Problem statement —
Copy word for word the part of the ballet blog post below from "I just entered" to "DVD for my son.".

Extract —
Saturday, December 19, 2009

Why I want my son to take ballet classes

I just entered a giveaway for a ballet-themed children's DVD, and I was inspired to write up a little post for my review site explaining why I was so hep to win a DVD from (yes, this is the name) Prima Princessa for my two-year-old son.

Now, if you're not interested in the giveaway yourself, that's cool. But I wanted to share what I wrote about ballet, parenting, and passing on the gift of an active body. (Original post here.)


Today's Give Away is giving away a Blush Topless Undershirt from Blush and Prima Princessa Presents The Nutcracker, a 40-minute DVD from Prima Princessa!

I'll refer you to this post for a preview of the Blush topless undershirt/belly band, good for maternity, breastfeeding, or just covering your tummy in general!

I want to highlight the Prima Princessa DVD and explain why I want such a very pink DVD for my son.

I enjoyed but was not good at ballet growing up. We moved around a lot, so I took classes here and there, but it was not a high priority for my mom, who was not a girly-girl herself and who couldn't understand how she'd given birth to one. When I moved to Seattle, I found out about a Very Beginning Ballet class for adults only. It still took me a couple years to work up the courage — but eventually I enrolled. And I've been dancing since! I did take some time off during my pregnancies and postpartum recovery, but that's fine. I'm doing it for fun, not with any grand goal in mind. I am not a physically adept person, as every one of my despairing gym teachers would attest. Ballet has allowed me to connect with what my body can do. It has helped with some of my balance problems. The repetition and concentration required make me feel centered and aware of myself as a whole person, body and all.

I want that for my son. I don't know if it will be ballet specifically that inspires him, and I know I can't force such a revelation. But I hope he can grow up enjoying moving his body. If he has his father's and my predilection toward suckiness in sports, I don't want (failing at) competition to get in the way of enjoying physical movement and working toward improving himself.

Mikko's 2 and a half. He can begin toddler ballet classes at 3. I'm going to enroll him and see what happens. If he doesn't like it, he's free to leave. If he stays till the age of partnering, I guarantee he'll be the darling of all the girly-girls who mostly fill the classes!

I had a helper take him to one of my classes so he could see where I go every week, and he loved watching me and the other ladies dance. (My class currently is all women, though I have been in adult classes with men as well.) He also got to see some of the little kids dance before my class began.

The next logical step is to have him see a real ballet, on stage. But I think (know!) he's too young to sit through a performance, so it would be a waste of the ticket price.

And so we come around to this DVD. It seems to have it all: It shows a real performance by a professional ballet company. It shows little children dancing. It shows older, accomplished children (including boys!) demonstrating specific steps. I love it! I think Mikko will, too.

Enter fast for the Blush Topless Undershirt or Prima Princessa Presents The Nutcracker at Today's Give Away by Dec. 20.

Dataset extract —
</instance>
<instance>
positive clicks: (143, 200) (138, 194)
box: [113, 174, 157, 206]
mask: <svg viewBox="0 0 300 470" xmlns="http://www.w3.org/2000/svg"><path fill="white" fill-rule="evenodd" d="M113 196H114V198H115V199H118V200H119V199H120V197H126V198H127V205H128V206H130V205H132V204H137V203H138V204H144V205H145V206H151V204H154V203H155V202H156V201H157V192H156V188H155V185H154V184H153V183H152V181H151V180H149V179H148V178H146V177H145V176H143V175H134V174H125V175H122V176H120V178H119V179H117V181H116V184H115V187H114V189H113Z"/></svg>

Answer to the problem —
I just entered a giveaway for a ballet-themed children's DVD, and I was inspired to write up a little post for my review site explaining why I was so hep to win a DVD from (yes, this is the name) Prima Princessa for my two-year-old son.

Now, if you're not interested in the giveaway yourself, that's cool. But I wanted to share what I wrote about ballet, parenting, and passing on the gift of an active body. (Original post here.)


Today's Give Away is giving away a Blush Topless Undershirt from Blush and Prima Princessa Presents The Nutcracker, a 40-minute DVD from Prima Princessa!

I'll refer you to this post for a preview of the Blush topless undershirt/belly band, good for maternity, breastfeeding, or just covering your tummy in general!

I want to highlight the Prima Princessa DVD and explain why I want such a very pink DVD for my son.